======== Exercise text ========

West Virginia Attorney General Patrick Morrisey has won the GOP primary for governor of the Mountain State in a race full of Republicans pushing anti-transgender rhetoric and denialism about Joe Biden’s victory in the 2020 presidential election.
Morrisey beat out five other GOP contenders in the crowded contest for the state’s highest office and is now set to face the sole Democratic candidate, Steve Williams, in November. West Virginia was once a Democratic stronghold, but over the past decade has pivoted further rightward. Donald Trump won the state by more than 38 points in the last presidential election.
The future of LGBTQ+ rights in West Virginia hangs in the balance, after anti-trans rhetoric took center stage in the GOP primary.
In the weeks leading up to the election, Morrisey, former state Delegate Moore Capito and auto dealer Chris Miller ran a series of advertisements lambasting their opponents in the race for not taking harsher action to restrict transgender rights.

========

→ **Tasks**
- 1) In the article on the West Virginia governor's primary, who will Patrick Morrisey face in November?
- 2) According to the article on the West Virginia governor's primary, why does the future of LGBTQ+ rights in the state hang in the balance?

======== Entries supplied ========

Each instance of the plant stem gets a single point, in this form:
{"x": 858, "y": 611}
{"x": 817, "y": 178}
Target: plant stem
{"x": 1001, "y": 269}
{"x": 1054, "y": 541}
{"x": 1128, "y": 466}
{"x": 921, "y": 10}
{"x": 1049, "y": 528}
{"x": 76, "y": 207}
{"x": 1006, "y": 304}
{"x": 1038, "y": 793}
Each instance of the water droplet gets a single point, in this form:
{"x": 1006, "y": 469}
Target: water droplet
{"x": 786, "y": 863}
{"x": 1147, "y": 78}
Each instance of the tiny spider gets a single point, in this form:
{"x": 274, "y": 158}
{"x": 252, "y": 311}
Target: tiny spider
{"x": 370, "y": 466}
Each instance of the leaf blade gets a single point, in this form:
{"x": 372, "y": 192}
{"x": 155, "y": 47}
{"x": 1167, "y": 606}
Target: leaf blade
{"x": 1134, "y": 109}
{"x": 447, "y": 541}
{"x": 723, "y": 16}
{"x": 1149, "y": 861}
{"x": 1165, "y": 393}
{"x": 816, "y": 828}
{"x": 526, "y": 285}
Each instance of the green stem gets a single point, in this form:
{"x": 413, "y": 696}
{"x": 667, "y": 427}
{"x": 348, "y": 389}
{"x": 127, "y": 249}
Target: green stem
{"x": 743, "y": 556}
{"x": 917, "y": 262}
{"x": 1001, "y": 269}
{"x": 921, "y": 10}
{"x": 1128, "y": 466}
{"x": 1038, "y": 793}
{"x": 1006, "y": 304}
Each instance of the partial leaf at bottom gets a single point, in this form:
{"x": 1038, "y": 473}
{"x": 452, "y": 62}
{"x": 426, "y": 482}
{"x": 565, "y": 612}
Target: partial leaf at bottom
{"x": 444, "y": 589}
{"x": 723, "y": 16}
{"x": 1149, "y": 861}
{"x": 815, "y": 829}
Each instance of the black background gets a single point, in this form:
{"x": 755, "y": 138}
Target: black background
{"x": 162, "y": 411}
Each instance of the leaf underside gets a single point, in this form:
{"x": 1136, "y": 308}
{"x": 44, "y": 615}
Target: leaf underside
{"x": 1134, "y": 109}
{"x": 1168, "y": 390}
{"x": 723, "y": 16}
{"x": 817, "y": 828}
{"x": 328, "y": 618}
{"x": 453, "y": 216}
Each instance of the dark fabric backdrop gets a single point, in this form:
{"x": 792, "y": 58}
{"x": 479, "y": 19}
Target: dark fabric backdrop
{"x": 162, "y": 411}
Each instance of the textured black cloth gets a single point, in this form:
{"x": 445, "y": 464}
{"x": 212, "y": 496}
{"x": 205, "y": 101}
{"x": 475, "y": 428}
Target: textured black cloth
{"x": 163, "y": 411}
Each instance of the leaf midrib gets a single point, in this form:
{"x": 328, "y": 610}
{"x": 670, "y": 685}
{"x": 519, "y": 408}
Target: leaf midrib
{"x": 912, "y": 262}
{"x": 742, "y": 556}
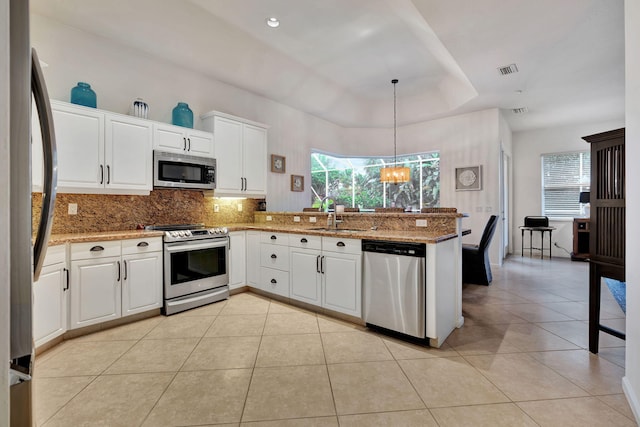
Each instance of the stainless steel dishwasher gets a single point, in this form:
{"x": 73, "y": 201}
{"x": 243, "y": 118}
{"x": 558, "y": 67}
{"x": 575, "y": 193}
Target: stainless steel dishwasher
{"x": 394, "y": 286}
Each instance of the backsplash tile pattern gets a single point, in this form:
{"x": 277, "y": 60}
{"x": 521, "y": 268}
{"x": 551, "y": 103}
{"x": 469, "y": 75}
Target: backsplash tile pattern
{"x": 102, "y": 212}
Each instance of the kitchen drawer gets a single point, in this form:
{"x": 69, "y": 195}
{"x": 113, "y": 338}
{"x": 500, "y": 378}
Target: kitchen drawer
{"x": 274, "y": 281}
{"x": 100, "y": 250}
{"x": 274, "y": 256}
{"x": 275, "y": 238}
{"x": 304, "y": 241}
{"x": 138, "y": 246}
{"x": 340, "y": 245}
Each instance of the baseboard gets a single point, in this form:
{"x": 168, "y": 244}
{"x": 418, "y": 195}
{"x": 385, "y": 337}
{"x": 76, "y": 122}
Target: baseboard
{"x": 632, "y": 398}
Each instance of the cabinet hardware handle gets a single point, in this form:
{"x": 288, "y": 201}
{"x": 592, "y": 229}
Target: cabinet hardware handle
{"x": 66, "y": 273}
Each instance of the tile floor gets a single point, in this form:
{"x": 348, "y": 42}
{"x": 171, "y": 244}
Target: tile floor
{"x": 519, "y": 360}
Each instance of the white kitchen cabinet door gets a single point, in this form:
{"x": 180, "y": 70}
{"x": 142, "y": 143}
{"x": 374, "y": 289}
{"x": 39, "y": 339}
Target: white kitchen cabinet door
{"x": 253, "y": 258}
{"x": 141, "y": 282}
{"x": 80, "y": 144}
{"x": 95, "y": 291}
{"x": 255, "y": 159}
{"x": 305, "y": 277}
{"x": 342, "y": 290}
{"x": 237, "y": 259}
{"x": 50, "y": 303}
{"x": 128, "y": 154}
{"x": 228, "y": 148}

========

→ **List of solutions**
- 1) Steve Williams, the sole Democratic candidate.

- 2) It hangs in the balance because anti-trans rhetoric took center stage in the GOP primary. In the weeks before the election, Morrisey, Moore Capito and Chris Miller ran advertisements attacking their opponents for not taking harsher action to restrict transgender rights.